Memory allocation in kernel -- what to use in which situation? What is the best for page-sized allocations?

Sun Oct 2 13:19:58 UTC 2011

2011/10/2 Lev Serebryakov <lev at freebsd.org>:
> Hello, Freebsd-hackers.
>
>  Here are several memory-allocation mechanisms in the kernel. The two
> I'm aware of is MALLOC_DEFINE()/malloc()/free() and uma_* (zone(9)).
>
>  As far as I understand, malloc() is general-purpose, but it has
> fixed "transaction cost" (in term of memory consumption) for each
> block allocated, and is not very suitable for allocation of many small
> blocks, as lots of memory will be wasted for bookkeeping.
>
>  zone(9) allocator, on other hand, have very low cost of each
> allocated block, but could allocate only pre-configured fixed-size
> blocks, and ideal for allocation tons of small objects (and provide
> API for reusing them, too!).
>
>  Am I right?
>
>   But what if I need to allocate a lot (say, 16K-32K) of page-sized
> blocks? Not in one chunk, for sure, but in lifetime of my kernel
> module. Which allocator should I use? It seems, the best one will be
> very low-level only-page-sized allocator. Is here any in kernel?
>
> --
> // Black Lion AKA Lev Serebryakov <lev at FreeBSD.org>
>
> _______________________________________________
> freebsd-hackers at freebsd.org mailing list
> http://lists.freebsd.org/mailman/listinfo/freebsd-hackers
> To unsubscribe, send any mail to "freebsd-hackers-unsubscribe at freebsd.org"
>

My 2cents:
Everytime you request a certain amount of memory bigger than 4KB using
kernel malloc(), it results in a direct call to uma_large_malloc().
Right now, uma_large_malloc() calls kmem_malloc() (i.e. the memory is
requested to the VM directly).
This kind of approach has two main drawbacks:
1) it heavily fragments the kernel heap
2) when free() is called on these multipage chunks, it in turn calls
uma_large_free(), which immediately calls the VM system to unmap and
free the chunk of memory.  The unmapping requires a system-wide TLB
shootdown, i.e. a global action by every processor in the system.

I'm currently working supervised by alc@ to an intermediate layer that
sits between UMA and the VM, which goal is satisfyinh efficiently
requests > 4KB (so, the one you want considering you're asking for
16KB-32KB), but the work is in an early stage.

Best,

Davide

**What you have to do**
Reproduce everything in the kernel memory allocation thread above from "Memory allocation in" down to "wasted for bookkeeping.".

**Supplied material**
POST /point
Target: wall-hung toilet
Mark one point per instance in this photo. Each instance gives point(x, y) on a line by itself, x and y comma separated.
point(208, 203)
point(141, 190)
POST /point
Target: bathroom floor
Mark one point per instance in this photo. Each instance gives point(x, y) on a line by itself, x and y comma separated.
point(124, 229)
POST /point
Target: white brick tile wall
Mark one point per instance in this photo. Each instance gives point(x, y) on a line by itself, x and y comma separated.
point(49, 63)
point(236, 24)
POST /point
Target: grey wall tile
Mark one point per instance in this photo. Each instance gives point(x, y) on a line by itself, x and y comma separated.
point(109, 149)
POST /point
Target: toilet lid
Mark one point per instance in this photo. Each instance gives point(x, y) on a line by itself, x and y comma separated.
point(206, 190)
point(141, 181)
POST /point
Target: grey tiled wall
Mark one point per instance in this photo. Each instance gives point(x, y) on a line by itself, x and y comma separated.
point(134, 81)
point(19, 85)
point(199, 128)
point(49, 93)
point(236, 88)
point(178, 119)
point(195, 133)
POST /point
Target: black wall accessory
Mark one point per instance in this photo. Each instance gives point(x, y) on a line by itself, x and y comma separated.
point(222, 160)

==

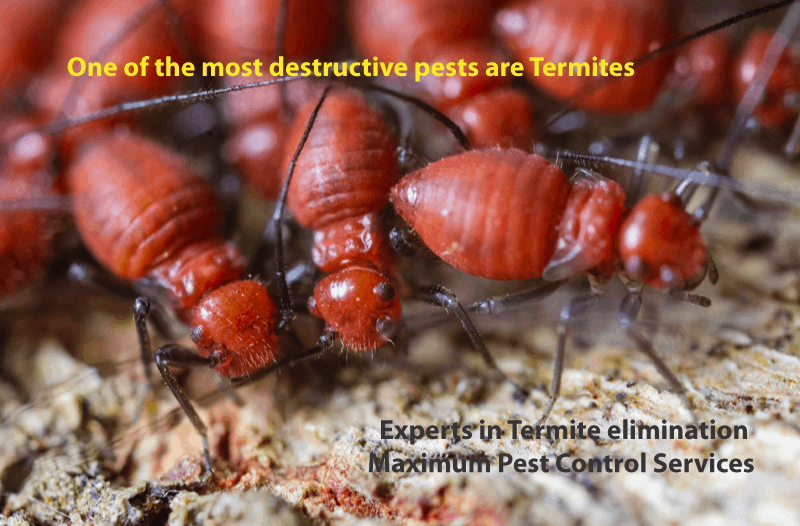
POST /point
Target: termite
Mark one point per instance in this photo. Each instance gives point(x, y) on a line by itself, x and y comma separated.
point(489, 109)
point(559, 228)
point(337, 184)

* * *

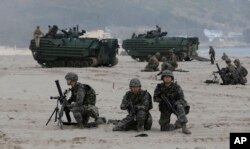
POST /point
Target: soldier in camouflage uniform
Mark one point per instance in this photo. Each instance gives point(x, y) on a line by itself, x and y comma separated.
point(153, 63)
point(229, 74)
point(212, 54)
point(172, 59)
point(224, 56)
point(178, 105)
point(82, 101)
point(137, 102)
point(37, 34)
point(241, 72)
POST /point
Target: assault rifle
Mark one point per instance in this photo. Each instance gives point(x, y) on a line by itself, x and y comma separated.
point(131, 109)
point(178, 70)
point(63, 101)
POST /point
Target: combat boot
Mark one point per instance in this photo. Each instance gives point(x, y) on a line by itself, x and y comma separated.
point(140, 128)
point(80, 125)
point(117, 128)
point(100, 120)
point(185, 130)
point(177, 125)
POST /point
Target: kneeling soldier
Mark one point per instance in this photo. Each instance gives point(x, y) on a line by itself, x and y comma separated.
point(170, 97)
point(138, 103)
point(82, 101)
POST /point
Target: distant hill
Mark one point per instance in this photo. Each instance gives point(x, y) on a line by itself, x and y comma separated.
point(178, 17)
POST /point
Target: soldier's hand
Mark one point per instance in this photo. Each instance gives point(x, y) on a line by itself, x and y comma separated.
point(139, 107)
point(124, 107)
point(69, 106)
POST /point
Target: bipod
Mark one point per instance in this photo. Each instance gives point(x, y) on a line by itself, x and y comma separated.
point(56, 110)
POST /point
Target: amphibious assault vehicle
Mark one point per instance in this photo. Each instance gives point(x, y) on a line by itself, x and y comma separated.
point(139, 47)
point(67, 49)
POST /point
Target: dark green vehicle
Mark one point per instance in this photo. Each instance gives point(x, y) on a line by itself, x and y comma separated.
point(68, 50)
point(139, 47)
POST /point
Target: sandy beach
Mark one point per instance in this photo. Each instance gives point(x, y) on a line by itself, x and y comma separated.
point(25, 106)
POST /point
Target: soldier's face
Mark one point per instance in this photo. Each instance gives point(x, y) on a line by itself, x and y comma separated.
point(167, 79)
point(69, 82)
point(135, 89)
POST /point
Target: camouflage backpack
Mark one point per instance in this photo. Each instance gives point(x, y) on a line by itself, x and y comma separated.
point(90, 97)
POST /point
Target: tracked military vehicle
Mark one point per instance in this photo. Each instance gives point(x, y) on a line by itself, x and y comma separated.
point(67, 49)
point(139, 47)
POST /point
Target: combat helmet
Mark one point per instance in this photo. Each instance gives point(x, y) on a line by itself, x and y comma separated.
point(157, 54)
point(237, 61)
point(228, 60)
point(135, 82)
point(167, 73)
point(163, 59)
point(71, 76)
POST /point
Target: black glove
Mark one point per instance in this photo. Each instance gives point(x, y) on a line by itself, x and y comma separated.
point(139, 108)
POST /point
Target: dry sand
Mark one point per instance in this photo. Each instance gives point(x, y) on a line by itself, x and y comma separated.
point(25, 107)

**Exercise output**
Memory allocation in kernel -- what to use in which situation? What is the best for page-sized allocations?

Sun Oct 2 13:19:58 UTC 2011

2011/10/2 Lev Serebryakov <lev at freebsd.org>:
> Hello, Freebsd-hackers.
>
>  Here are several memory-allocation mechanisms in the kernel. The two
> I'm aware of is MALLOC_DEFINE()/malloc()/free() and uma_* (zone(9)).
>
>  As far as I understand, malloc() is general-purpose, but it has
> fixed "transaction cost" (in term of memory consumption) for each
> block allocated, and is not very suitable for allocation of many small
> blocks, as lots of memory will be wasted for bookkeeping.